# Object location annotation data
--- start ---
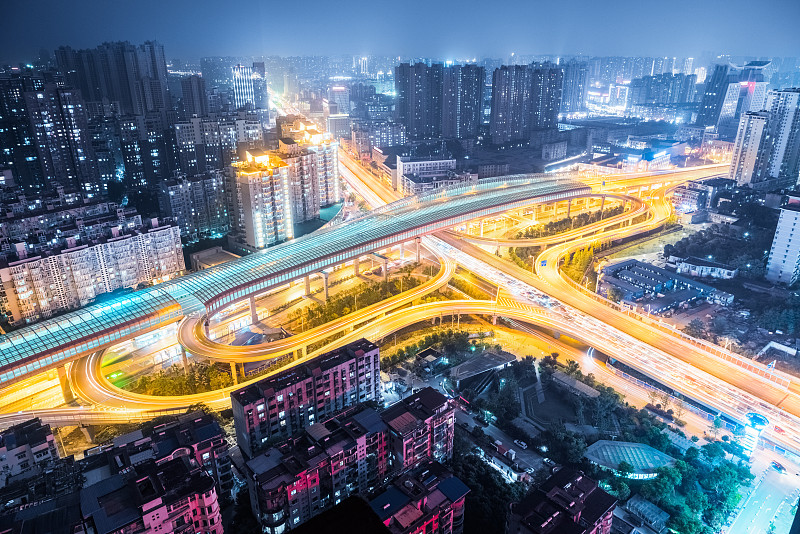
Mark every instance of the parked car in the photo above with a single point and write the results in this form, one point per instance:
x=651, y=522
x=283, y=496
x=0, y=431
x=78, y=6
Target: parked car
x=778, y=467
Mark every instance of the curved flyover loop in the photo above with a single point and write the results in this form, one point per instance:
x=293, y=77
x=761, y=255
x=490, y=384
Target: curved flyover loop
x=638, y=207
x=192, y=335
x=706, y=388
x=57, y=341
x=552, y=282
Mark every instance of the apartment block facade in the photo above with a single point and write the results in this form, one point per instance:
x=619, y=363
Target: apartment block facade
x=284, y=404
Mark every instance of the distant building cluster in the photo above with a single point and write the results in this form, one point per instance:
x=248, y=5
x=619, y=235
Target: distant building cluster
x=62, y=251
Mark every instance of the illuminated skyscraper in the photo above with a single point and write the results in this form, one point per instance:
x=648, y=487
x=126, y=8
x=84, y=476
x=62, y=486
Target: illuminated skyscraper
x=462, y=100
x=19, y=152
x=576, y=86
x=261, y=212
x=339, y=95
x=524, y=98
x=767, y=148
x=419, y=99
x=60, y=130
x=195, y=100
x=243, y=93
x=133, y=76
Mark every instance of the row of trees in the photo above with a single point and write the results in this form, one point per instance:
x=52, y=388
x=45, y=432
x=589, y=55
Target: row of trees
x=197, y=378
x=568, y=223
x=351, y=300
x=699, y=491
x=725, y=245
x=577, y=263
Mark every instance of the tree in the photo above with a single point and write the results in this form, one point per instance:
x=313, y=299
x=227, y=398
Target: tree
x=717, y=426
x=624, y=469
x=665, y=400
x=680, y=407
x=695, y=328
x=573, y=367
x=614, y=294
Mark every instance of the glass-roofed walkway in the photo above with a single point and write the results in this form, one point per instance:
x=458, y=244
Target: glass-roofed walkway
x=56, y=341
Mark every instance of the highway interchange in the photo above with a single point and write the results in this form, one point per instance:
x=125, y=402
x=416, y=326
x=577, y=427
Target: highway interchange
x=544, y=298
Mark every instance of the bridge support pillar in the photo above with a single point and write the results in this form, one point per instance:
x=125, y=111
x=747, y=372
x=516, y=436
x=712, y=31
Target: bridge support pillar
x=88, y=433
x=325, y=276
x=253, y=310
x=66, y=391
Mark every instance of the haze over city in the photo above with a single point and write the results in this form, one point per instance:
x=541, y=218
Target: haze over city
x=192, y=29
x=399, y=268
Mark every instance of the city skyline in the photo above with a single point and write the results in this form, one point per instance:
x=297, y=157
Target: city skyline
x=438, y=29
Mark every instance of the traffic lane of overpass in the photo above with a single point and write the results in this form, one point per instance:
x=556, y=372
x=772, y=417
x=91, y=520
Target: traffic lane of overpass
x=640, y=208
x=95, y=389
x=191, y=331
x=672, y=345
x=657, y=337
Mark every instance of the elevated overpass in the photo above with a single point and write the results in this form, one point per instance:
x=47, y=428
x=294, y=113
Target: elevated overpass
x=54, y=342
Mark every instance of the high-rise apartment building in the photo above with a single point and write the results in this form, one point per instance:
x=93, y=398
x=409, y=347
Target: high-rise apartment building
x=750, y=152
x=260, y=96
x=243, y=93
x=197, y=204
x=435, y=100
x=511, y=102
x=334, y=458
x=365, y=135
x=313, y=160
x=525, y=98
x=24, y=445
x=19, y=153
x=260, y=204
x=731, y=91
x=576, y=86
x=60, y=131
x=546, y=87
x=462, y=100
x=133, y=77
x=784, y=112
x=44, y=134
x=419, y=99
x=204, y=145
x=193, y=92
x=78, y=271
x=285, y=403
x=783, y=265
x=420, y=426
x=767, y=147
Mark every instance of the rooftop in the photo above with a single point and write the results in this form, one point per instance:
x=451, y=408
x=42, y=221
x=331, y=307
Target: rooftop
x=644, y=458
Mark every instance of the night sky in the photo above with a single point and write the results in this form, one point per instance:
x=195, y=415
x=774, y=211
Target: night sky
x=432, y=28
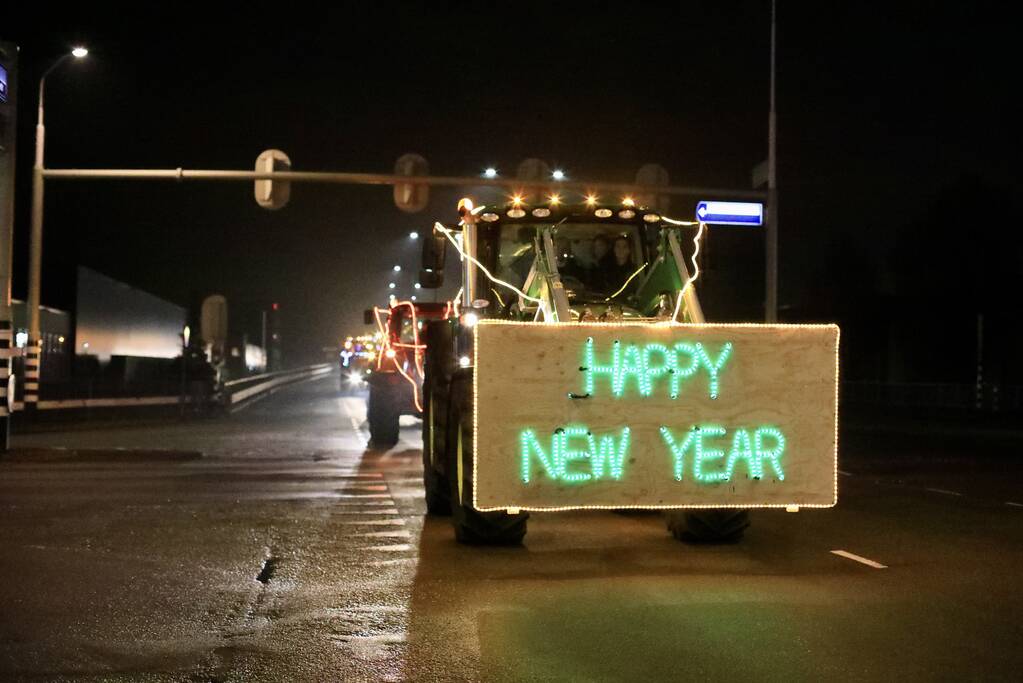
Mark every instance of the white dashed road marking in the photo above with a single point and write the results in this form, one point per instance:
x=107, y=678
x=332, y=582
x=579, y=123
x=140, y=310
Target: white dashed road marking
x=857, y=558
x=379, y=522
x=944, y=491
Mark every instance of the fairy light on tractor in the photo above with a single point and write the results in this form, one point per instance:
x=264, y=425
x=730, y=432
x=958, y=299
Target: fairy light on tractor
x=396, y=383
--- end ---
--- start ---
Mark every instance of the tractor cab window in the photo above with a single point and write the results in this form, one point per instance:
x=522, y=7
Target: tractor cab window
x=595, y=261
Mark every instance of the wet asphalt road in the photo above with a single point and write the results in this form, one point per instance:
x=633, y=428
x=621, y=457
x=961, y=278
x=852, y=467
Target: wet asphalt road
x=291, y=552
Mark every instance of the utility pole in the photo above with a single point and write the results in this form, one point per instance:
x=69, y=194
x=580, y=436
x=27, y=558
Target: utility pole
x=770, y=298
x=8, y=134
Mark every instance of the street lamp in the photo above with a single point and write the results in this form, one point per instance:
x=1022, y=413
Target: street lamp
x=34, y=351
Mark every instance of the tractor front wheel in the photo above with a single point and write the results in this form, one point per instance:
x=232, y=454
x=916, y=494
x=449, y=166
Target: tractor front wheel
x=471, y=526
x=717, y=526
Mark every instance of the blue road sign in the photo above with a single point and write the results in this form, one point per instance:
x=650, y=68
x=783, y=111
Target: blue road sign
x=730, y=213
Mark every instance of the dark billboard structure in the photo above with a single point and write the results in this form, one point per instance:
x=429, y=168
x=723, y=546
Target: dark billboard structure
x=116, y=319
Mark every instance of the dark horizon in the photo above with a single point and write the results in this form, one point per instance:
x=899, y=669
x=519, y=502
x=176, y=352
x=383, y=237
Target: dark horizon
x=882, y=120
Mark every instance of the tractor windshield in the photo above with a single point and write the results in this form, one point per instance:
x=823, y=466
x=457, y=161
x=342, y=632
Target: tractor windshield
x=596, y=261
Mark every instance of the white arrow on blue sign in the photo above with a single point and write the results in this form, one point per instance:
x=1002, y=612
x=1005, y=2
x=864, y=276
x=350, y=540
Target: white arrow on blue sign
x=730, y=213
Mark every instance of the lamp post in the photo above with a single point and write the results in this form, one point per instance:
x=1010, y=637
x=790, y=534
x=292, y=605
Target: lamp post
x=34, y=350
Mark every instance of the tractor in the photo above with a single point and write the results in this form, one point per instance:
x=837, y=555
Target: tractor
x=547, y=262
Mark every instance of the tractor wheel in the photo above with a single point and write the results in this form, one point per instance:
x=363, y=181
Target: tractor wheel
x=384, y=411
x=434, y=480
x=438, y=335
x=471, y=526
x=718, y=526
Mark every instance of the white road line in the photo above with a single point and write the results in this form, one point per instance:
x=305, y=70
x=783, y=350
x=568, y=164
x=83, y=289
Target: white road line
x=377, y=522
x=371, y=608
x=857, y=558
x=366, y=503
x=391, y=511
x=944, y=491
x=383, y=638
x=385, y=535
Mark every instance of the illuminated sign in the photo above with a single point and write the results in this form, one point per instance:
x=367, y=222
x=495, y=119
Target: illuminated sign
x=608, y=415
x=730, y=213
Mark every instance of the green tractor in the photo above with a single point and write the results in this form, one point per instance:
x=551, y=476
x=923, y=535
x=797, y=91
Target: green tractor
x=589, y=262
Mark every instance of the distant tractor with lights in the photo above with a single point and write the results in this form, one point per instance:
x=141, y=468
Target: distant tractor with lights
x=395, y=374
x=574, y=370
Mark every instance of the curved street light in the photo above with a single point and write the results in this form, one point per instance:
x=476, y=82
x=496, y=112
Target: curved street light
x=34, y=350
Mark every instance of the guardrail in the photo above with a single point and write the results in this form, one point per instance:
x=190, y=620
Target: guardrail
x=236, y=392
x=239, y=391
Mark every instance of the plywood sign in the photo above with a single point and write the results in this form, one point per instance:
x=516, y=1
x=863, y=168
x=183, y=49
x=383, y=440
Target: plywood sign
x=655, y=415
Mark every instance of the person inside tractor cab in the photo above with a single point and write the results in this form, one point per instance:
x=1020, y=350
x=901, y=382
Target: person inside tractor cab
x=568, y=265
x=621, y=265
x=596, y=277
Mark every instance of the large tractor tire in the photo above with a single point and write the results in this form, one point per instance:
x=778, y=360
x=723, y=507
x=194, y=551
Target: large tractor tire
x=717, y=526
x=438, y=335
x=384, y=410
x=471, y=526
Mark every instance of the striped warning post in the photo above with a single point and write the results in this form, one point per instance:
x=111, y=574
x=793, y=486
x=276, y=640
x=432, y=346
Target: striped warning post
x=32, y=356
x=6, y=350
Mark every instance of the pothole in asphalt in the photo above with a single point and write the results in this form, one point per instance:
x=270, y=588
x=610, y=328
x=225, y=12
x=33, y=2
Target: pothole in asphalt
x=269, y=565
--- end ---
--- start ---
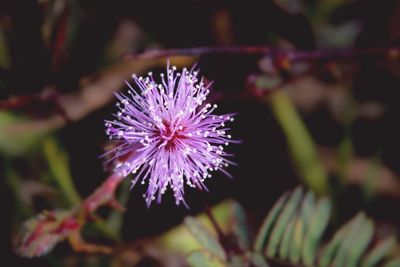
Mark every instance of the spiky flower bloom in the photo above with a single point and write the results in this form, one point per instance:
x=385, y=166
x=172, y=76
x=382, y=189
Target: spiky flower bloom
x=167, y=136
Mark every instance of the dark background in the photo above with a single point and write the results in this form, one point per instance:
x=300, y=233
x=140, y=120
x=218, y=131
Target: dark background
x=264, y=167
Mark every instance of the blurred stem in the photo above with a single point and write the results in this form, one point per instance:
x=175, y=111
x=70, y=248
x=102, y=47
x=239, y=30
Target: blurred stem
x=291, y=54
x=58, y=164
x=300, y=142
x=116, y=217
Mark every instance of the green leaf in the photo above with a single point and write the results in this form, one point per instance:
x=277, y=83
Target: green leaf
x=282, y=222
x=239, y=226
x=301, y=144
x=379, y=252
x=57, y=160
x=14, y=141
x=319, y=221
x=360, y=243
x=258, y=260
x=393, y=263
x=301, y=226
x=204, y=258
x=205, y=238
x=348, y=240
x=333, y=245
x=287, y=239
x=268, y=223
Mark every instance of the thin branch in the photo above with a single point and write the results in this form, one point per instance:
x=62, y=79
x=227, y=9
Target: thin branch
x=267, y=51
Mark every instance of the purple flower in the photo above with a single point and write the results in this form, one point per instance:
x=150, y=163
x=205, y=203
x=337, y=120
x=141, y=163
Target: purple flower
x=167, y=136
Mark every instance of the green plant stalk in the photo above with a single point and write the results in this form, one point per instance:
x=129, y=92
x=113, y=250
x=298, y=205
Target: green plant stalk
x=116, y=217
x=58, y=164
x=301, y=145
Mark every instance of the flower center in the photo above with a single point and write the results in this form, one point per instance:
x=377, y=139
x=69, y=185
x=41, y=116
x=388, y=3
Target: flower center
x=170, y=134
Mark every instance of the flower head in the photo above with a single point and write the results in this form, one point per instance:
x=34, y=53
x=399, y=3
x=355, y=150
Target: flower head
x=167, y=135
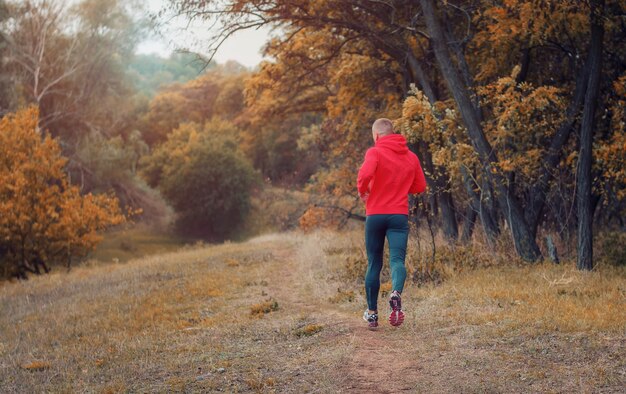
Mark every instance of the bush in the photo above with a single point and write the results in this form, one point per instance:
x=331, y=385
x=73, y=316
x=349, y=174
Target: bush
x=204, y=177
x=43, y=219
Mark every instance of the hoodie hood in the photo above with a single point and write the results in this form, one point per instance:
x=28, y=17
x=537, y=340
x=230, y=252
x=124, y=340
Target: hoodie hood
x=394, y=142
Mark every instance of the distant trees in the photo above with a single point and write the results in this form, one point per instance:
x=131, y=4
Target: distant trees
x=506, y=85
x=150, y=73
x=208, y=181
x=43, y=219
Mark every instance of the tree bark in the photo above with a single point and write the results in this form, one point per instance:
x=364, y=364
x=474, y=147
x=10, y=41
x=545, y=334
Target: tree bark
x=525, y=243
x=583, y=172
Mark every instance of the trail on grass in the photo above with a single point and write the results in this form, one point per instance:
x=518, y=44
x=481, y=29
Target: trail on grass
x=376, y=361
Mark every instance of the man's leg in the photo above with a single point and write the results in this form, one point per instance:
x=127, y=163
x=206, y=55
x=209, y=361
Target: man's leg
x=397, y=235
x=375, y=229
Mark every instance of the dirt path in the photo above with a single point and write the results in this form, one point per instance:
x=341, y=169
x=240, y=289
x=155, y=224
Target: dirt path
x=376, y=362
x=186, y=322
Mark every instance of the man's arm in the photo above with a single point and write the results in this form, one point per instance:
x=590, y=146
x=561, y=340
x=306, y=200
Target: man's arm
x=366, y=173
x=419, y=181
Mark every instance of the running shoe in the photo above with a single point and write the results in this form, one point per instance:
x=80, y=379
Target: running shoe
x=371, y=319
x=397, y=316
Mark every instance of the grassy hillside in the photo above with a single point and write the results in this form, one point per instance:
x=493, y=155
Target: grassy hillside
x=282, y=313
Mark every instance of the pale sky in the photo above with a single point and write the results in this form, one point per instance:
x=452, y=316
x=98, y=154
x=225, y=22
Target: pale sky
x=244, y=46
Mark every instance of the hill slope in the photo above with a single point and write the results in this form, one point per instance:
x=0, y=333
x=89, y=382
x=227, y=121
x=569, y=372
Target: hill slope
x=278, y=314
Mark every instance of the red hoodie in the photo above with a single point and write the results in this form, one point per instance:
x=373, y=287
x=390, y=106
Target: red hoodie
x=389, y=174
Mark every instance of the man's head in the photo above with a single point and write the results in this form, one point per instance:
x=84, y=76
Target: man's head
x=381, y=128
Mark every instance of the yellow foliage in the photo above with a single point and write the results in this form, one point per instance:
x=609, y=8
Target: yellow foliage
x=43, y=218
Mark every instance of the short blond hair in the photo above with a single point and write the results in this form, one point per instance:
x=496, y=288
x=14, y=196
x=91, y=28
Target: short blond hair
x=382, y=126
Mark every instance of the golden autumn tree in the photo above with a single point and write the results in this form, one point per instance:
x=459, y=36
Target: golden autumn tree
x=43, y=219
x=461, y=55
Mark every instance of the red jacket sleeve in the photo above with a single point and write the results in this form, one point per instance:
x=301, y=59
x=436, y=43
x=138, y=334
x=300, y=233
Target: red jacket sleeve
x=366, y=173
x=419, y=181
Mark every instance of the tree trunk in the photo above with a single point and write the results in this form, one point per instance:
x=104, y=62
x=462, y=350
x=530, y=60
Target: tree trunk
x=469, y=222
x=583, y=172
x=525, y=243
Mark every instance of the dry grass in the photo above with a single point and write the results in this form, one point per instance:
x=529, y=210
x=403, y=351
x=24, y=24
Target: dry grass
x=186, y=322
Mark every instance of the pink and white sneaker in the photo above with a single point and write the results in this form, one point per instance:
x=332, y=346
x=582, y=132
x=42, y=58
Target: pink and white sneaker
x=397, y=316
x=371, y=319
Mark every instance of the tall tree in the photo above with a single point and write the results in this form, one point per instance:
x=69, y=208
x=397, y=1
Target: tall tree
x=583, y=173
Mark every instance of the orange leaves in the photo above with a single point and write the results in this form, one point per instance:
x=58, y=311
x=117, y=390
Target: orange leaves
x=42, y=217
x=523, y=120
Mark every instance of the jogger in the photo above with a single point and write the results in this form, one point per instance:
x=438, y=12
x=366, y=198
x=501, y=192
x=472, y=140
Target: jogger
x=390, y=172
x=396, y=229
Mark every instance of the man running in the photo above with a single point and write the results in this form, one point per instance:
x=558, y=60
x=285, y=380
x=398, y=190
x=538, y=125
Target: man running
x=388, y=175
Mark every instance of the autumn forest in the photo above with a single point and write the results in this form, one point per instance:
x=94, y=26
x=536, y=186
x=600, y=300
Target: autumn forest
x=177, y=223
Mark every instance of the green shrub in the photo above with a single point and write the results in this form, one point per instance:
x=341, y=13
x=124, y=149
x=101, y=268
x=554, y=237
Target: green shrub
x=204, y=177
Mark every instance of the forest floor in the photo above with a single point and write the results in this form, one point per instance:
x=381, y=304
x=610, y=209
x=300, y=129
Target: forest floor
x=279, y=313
--- end ---
Starting at the line containing "Mark every instance of the illuminated sign" and ending at the line containing "x=589, y=262", rewrite only those lines of the data with "green tractor" swapped for "yellow tractor" and everything else left unchanged.

# THE REPLY
Mark every instance of the illuminated sign in the photo above with a single point and write the results in this form, one point per instance:
x=367, y=222
x=495, y=119
Target: illuminated sign
x=608, y=415
x=730, y=213
Mark every instance of the yellow tractor in the photo above with a single point and write the results in this form, one point per instance:
x=551, y=476
x=923, y=535
x=797, y=91
Target: yellow tractor
x=589, y=262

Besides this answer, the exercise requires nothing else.